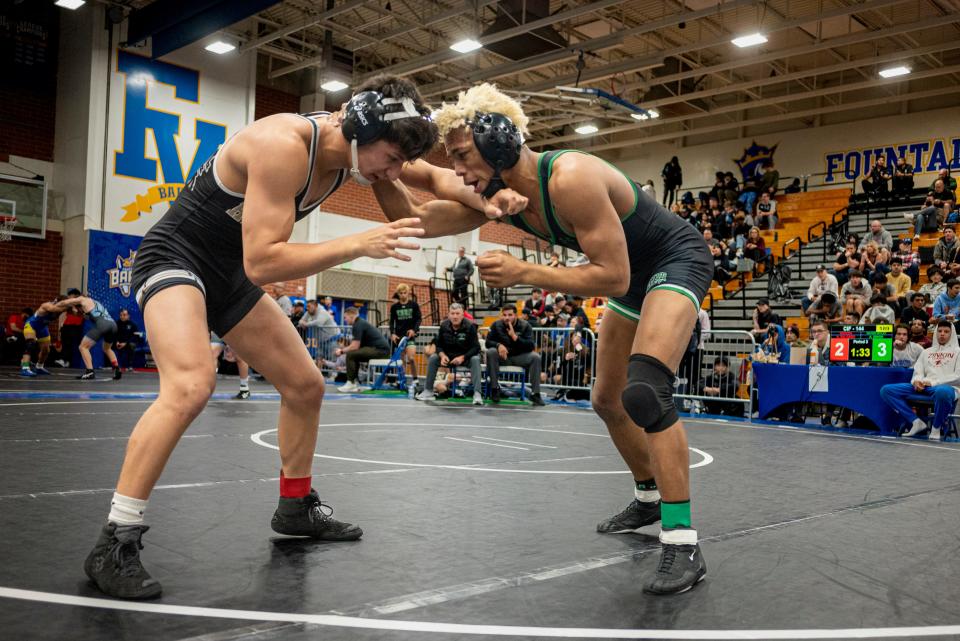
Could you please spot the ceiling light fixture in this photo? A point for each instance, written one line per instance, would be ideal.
(334, 86)
(750, 40)
(893, 72)
(220, 47)
(466, 45)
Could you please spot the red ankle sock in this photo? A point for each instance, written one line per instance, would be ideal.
(294, 488)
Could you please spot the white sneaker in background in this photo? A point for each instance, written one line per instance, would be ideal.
(918, 426)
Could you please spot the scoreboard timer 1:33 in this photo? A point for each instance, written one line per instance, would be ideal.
(861, 343)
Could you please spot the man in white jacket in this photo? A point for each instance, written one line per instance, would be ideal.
(936, 377)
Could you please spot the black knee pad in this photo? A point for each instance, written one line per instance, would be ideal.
(648, 396)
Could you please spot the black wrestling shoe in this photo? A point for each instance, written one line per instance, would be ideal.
(114, 564)
(634, 516)
(681, 564)
(306, 517)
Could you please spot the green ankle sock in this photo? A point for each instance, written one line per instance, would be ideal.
(674, 515)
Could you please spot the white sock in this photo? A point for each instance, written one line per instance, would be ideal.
(646, 496)
(125, 510)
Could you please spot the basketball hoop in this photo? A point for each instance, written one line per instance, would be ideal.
(7, 223)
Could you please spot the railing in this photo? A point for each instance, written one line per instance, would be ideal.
(694, 377)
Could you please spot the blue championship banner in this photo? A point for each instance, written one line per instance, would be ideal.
(110, 264)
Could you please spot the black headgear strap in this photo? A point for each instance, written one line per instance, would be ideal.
(499, 142)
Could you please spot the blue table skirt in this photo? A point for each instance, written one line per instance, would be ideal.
(856, 388)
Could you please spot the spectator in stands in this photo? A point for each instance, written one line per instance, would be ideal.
(905, 353)
(903, 178)
(766, 211)
(935, 287)
(13, 334)
(577, 312)
(368, 343)
(917, 309)
(510, 342)
(535, 304)
(947, 304)
(918, 333)
(672, 175)
(405, 318)
(770, 179)
(899, 281)
(936, 376)
(822, 282)
(827, 308)
(910, 260)
(873, 261)
(945, 251)
(754, 247)
(763, 317)
(650, 190)
(297, 313)
(457, 343)
(877, 184)
(855, 295)
(574, 364)
(462, 270)
(847, 262)
(878, 235)
(282, 299)
(125, 343)
(879, 313)
(948, 181)
(721, 383)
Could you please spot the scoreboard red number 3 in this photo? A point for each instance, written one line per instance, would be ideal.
(840, 348)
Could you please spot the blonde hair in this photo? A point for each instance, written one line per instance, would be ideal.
(485, 98)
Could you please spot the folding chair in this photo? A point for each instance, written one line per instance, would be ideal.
(395, 362)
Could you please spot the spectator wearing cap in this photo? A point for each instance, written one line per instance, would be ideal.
(909, 258)
(766, 211)
(879, 313)
(826, 308)
(902, 178)
(879, 235)
(916, 310)
(763, 317)
(819, 284)
(847, 262)
(855, 295)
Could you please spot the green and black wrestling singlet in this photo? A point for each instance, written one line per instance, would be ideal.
(666, 252)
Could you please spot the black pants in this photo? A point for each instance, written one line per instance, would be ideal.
(459, 292)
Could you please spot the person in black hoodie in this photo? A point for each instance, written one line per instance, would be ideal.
(510, 342)
(722, 384)
(457, 343)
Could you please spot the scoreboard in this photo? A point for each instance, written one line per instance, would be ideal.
(861, 343)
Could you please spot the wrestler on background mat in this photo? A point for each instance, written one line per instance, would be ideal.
(639, 254)
(36, 333)
(218, 347)
(198, 269)
(104, 327)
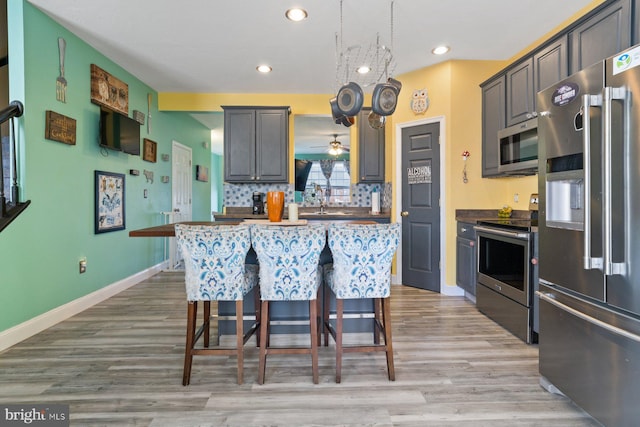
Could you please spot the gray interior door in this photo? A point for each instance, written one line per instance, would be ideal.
(421, 206)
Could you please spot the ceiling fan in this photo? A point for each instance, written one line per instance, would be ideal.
(335, 147)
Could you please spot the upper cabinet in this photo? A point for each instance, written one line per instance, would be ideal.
(550, 64)
(545, 67)
(520, 95)
(370, 150)
(256, 144)
(493, 113)
(509, 97)
(602, 35)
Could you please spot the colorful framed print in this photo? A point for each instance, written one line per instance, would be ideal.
(202, 173)
(150, 150)
(109, 198)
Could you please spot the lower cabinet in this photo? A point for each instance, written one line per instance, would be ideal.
(466, 255)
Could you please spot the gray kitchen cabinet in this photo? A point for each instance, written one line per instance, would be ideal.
(256, 144)
(523, 80)
(550, 64)
(493, 119)
(520, 94)
(604, 34)
(370, 150)
(466, 270)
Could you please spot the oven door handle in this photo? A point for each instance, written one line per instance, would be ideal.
(500, 232)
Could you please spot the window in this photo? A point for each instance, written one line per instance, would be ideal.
(338, 186)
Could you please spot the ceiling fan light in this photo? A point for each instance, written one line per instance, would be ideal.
(440, 50)
(296, 14)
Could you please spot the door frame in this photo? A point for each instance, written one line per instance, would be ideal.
(397, 190)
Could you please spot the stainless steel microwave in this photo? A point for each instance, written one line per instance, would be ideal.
(518, 149)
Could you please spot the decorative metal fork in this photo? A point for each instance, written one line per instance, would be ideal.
(61, 82)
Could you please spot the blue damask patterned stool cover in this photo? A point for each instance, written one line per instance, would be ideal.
(214, 258)
(215, 270)
(289, 271)
(362, 257)
(288, 258)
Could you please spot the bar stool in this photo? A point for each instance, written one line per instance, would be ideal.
(362, 256)
(289, 271)
(215, 270)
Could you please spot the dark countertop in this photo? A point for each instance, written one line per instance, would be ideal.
(309, 213)
(475, 215)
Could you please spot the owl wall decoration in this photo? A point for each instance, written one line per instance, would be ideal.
(419, 101)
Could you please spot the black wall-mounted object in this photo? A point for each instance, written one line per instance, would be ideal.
(119, 132)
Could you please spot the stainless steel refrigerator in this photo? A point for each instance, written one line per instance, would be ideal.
(589, 238)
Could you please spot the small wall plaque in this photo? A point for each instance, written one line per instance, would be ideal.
(138, 116)
(109, 91)
(60, 128)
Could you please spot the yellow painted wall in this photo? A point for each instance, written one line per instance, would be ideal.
(316, 104)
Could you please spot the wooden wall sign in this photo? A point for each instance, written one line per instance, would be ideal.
(109, 91)
(60, 128)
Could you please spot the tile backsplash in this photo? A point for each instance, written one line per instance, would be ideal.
(239, 195)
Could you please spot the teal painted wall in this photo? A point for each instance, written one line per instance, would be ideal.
(40, 250)
(217, 182)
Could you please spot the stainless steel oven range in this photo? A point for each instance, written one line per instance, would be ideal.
(508, 275)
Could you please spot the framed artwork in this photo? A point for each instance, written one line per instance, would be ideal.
(202, 173)
(109, 197)
(150, 150)
(109, 91)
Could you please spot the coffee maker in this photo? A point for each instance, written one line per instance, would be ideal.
(258, 203)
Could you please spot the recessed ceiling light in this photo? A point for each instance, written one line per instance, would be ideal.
(440, 50)
(296, 14)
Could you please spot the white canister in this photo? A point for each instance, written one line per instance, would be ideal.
(293, 211)
(375, 203)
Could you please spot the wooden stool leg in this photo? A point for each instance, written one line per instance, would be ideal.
(256, 301)
(326, 312)
(376, 324)
(240, 338)
(319, 319)
(264, 325)
(313, 326)
(188, 355)
(339, 315)
(386, 314)
(207, 319)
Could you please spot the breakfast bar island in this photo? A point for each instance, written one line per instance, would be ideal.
(286, 318)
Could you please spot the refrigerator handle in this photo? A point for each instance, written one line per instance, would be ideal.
(609, 94)
(587, 102)
(550, 298)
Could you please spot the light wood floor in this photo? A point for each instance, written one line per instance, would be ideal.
(120, 363)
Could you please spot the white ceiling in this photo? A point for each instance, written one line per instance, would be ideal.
(214, 46)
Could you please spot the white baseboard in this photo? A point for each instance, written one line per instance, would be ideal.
(452, 291)
(39, 323)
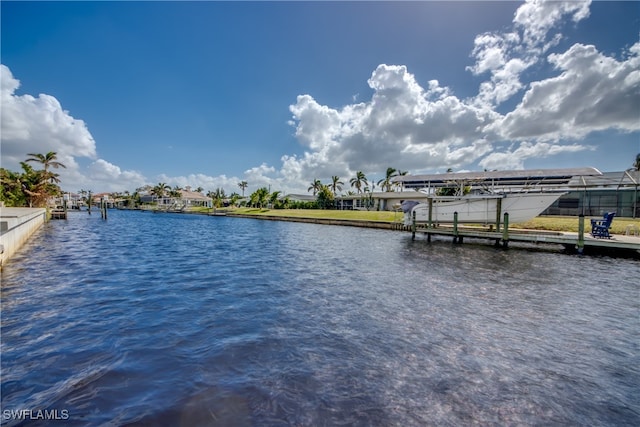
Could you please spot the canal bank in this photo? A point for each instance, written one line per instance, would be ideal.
(16, 226)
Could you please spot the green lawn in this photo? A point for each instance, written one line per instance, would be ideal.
(551, 223)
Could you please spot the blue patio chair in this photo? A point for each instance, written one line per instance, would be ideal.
(600, 227)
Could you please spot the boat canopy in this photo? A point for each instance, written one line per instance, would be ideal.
(511, 178)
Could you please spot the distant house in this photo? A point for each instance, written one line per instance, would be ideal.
(378, 201)
(190, 198)
(594, 195)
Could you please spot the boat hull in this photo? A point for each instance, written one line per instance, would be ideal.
(521, 207)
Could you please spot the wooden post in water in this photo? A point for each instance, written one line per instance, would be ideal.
(103, 208)
(580, 245)
(430, 220)
(413, 225)
(455, 227)
(505, 231)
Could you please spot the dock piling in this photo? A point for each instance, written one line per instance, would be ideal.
(455, 227)
(505, 231)
(580, 245)
(413, 225)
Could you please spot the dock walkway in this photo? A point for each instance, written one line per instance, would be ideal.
(569, 240)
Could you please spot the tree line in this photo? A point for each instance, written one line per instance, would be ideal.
(31, 187)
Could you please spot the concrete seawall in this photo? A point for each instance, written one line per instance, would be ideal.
(16, 226)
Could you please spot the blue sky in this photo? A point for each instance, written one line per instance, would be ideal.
(281, 93)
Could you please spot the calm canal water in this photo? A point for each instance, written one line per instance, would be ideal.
(153, 320)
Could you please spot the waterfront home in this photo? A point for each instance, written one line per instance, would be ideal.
(377, 201)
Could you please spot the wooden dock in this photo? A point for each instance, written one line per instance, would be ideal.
(580, 241)
(58, 214)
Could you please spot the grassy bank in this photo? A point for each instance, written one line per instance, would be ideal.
(550, 223)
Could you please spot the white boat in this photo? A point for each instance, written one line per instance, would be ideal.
(482, 209)
(484, 197)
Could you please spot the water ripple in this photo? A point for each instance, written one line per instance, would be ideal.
(149, 320)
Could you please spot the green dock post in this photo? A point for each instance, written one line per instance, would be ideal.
(455, 227)
(505, 230)
(580, 245)
(413, 225)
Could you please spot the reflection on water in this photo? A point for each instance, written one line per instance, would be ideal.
(150, 319)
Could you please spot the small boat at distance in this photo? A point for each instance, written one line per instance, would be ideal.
(483, 197)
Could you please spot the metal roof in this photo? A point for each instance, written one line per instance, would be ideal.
(511, 177)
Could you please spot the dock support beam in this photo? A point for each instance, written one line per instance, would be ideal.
(455, 227)
(413, 225)
(103, 209)
(580, 245)
(505, 231)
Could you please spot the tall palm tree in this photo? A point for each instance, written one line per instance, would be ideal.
(359, 181)
(47, 160)
(316, 186)
(273, 198)
(386, 183)
(243, 185)
(160, 189)
(336, 184)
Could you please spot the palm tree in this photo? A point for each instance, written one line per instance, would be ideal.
(261, 195)
(47, 160)
(316, 186)
(359, 181)
(243, 185)
(336, 184)
(160, 189)
(273, 198)
(386, 181)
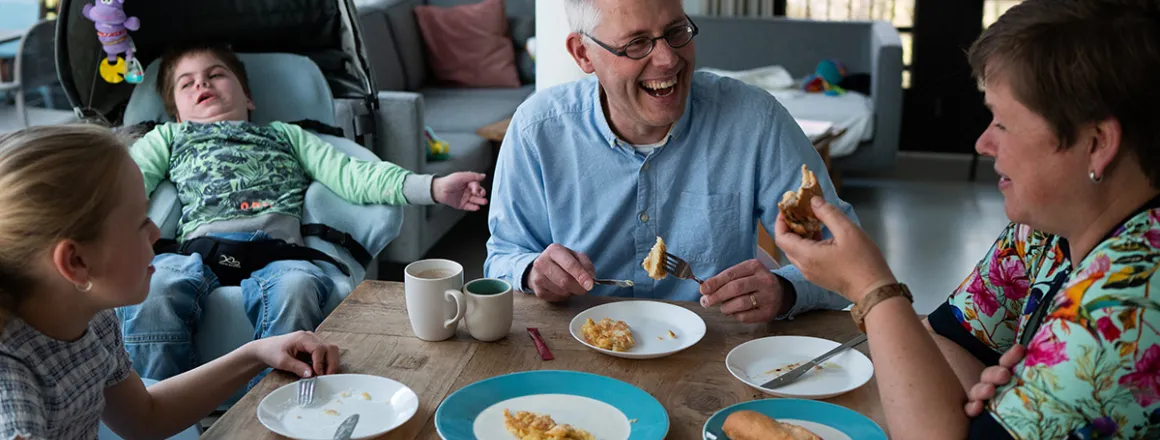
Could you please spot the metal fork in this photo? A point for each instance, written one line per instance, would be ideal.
(680, 268)
(305, 391)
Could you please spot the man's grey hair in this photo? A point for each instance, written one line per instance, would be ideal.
(584, 15)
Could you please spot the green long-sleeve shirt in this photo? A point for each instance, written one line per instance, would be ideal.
(226, 171)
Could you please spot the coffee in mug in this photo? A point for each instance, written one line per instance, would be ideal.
(435, 303)
(435, 274)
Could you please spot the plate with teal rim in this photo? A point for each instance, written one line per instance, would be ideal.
(827, 420)
(603, 406)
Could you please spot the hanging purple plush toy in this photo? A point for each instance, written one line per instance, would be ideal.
(113, 27)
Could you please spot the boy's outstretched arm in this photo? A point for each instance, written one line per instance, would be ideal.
(172, 405)
(461, 190)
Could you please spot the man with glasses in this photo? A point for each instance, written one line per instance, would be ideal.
(592, 172)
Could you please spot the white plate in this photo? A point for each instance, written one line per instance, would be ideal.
(390, 404)
(650, 322)
(600, 419)
(754, 362)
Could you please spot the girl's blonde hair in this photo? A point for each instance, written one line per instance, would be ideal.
(56, 182)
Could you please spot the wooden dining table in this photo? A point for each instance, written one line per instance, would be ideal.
(374, 334)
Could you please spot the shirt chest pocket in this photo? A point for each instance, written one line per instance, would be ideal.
(705, 226)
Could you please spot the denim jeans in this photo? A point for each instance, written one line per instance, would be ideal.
(282, 297)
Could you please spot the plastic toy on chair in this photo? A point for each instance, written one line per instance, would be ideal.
(826, 78)
(113, 27)
(436, 148)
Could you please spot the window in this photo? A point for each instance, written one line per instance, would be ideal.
(898, 12)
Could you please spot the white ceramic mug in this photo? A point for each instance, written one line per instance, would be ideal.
(490, 304)
(434, 301)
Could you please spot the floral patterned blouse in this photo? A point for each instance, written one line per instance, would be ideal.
(1093, 351)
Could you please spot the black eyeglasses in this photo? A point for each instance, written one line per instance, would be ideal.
(640, 47)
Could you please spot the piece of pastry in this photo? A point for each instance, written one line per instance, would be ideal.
(608, 334)
(527, 425)
(654, 264)
(795, 206)
(752, 425)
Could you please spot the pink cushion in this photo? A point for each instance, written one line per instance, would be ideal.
(469, 45)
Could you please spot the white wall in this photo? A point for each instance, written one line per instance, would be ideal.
(553, 63)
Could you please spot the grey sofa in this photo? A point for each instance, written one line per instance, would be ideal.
(411, 100)
(875, 48)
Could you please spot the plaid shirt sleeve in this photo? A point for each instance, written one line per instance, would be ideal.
(108, 329)
(21, 405)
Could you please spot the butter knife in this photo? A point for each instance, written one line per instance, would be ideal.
(797, 373)
(347, 428)
(616, 282)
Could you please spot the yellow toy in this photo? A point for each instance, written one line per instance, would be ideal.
(114, 73)
(436, 148)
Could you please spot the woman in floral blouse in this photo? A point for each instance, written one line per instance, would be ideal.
(1072, 88)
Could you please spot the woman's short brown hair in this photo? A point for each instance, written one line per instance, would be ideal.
(1077, 62)
(167, 85)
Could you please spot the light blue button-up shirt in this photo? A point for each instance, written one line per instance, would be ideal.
(563, 177)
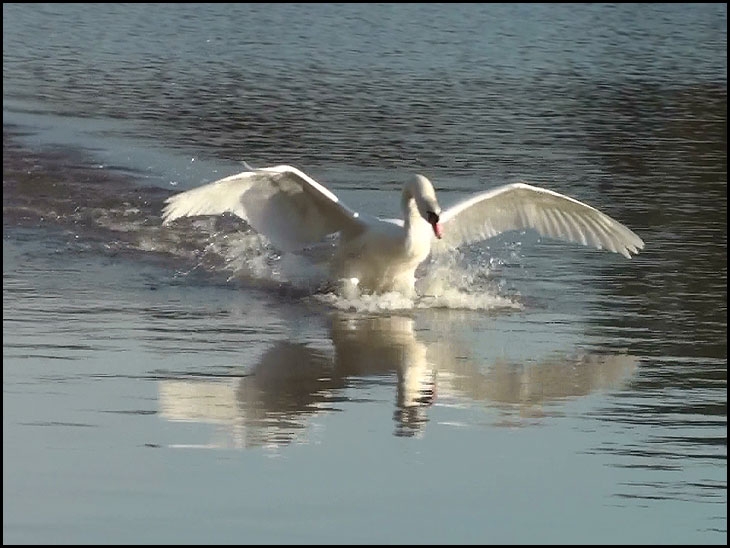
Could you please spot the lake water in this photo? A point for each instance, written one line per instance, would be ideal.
(186, 384)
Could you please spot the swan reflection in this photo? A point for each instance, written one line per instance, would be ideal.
(274, 402)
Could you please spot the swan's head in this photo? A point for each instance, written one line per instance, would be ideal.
(424, 195)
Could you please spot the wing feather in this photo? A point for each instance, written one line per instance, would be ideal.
(521, 206)
(282, 203)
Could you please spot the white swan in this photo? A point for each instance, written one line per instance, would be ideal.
(293, 211)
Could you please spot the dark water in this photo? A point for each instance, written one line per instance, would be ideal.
(182, 384)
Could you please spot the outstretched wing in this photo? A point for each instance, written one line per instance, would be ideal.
(520, 206)
(282, 203)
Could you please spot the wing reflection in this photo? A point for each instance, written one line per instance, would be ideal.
(273, 404)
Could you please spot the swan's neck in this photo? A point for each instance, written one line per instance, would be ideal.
(414, 223)
(408, 205)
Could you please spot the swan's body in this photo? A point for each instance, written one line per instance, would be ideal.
(294, 211)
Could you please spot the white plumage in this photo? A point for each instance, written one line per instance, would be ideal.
(293, 211)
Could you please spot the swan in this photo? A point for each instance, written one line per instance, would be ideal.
(378, 255)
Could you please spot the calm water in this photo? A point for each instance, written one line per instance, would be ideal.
(189, 385)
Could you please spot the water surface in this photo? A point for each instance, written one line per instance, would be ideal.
(190, 384)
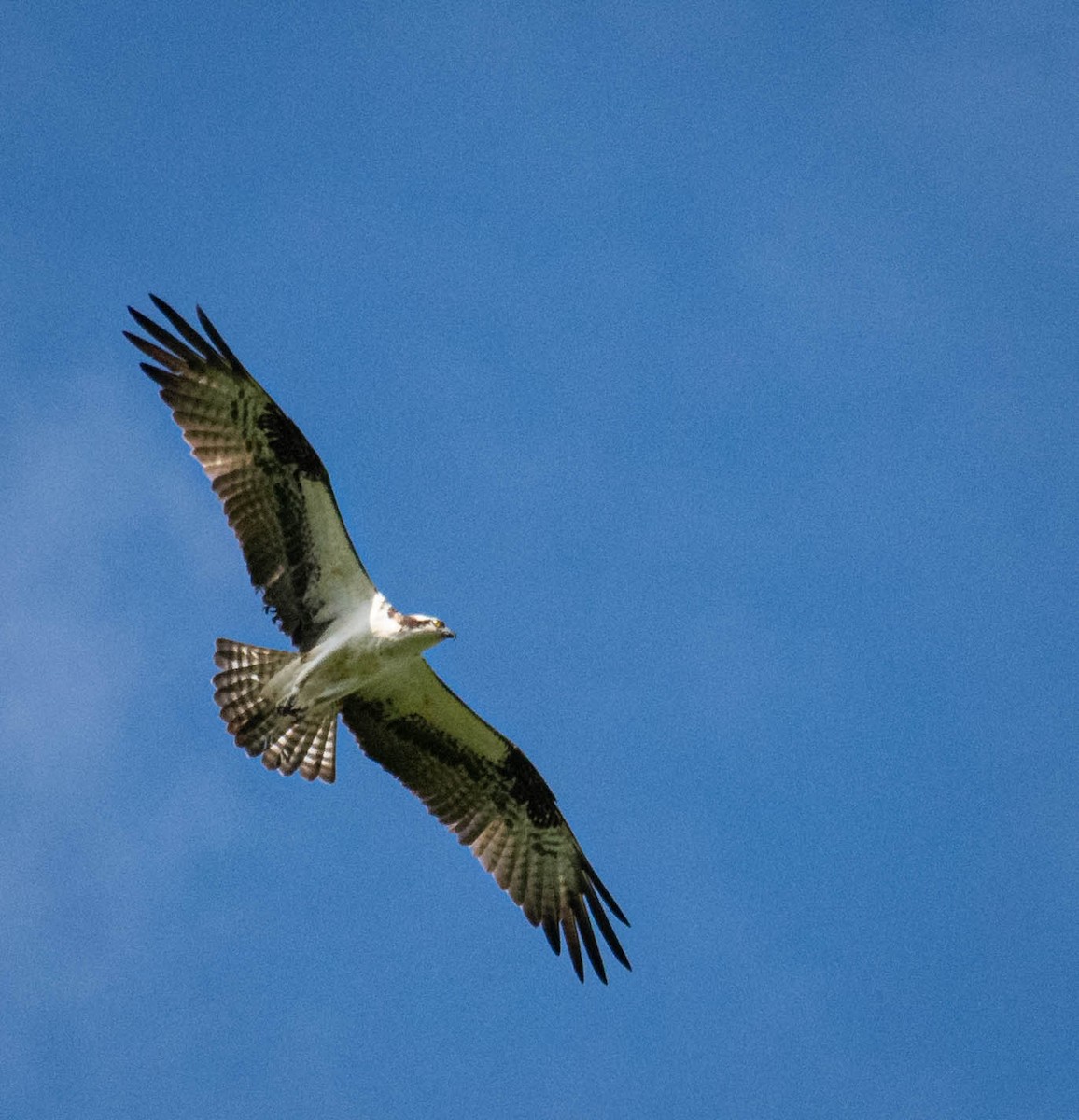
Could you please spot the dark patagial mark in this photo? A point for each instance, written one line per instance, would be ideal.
(289, 445)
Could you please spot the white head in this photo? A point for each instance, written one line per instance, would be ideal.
(418, 630)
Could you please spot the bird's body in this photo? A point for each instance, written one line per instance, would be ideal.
(357, 655)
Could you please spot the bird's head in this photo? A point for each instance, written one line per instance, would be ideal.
(423, 628)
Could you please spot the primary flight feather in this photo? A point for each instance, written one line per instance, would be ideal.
(357, 656)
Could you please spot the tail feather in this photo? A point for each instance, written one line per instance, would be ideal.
(288, 739)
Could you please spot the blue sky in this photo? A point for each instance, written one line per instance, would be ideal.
(711, 370)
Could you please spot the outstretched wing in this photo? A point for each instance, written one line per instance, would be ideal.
(274, 488)
(485, 790)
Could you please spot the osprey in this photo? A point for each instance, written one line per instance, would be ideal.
(357, 656)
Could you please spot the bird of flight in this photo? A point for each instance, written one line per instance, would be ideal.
(357, 655)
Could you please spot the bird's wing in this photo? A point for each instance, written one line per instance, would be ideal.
(485, 790)
(273, 486)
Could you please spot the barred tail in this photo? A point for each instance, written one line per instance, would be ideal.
(287, 738)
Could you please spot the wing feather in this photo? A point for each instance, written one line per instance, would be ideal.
(484, 789)
(273, 486)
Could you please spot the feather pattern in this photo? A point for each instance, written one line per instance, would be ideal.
(278, 498)
(274, 488)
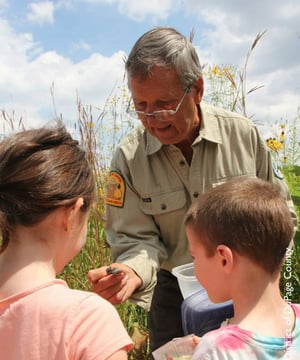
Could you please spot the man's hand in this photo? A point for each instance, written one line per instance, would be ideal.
(113, 285)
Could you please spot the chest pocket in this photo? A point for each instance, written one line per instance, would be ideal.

━━━━━━━━━━━━━━━━━━━━

• EXERCISE OBJECTIVE
Everything from the line containing "Could you please spot the white head" through the last line of the entries is to be output exactly as written, minus any pictures.

• THE ANSWER
Could you please spot the white head in this photo? A point for each instance, written one line per instance, would be ideal.
(418, 630)
Could you please spot the bird's body in this photo? A point for each instance, written one line per instance, would be ideal.
(357, 655)
Could you please spot the bird's head in this photo? A point for each instance, written one line per instance, would be ideal.
(423, 628)
Could you please spot the primary flight feather in this photo? A point for each instance, written one line per instance, would be ideal.
(357, 656)
Could you please spot the tail feather in this photo? A point for each instance, written one line per instance, would be ideal.
(288, 739)
Could you please spot the blue sky in this photo? A point for each instance, written one line per instance, would be ideal.
(711, 370)
Could you please spot the outstretched wing in this photo? A point for each instance, written one line per instance, would be ideal.
(274, 488)
(485, 790)
Could you please spot the osprey in this photo? A point for each instance, written one line per instance, would be ideal.
(357, 656)
Could you please spot the bird of flight in this photo? A point for each instance, written one line per instance, would be ideal.
(357, 655)
Could you please spot the bird's wing in this photo? A point for each instance, written one line per instance, would be ideal.
(485, 790)
(273, 486)
Could you please spot the barred tail in this photo? A point for each instance, written one line per instance, would be ideal.
(287, 738)
Could you please spot the wing feather in this photo? A point for each instance, written one line per instance, would be ideal.
(484, 789)
(273, 486)
Could you please spot the feather pattern in this photo? A point for each instance, written one line per instance, would be ideal.
(278, 498)
(274, 488)
Could you please spot the man's hand in this photo? A point for each instance, written one line per instance, would be ideal.
(113, 285)
Could you please spot the chest pocket in this photo? A point for each instance, written one line per instance, would be ideal.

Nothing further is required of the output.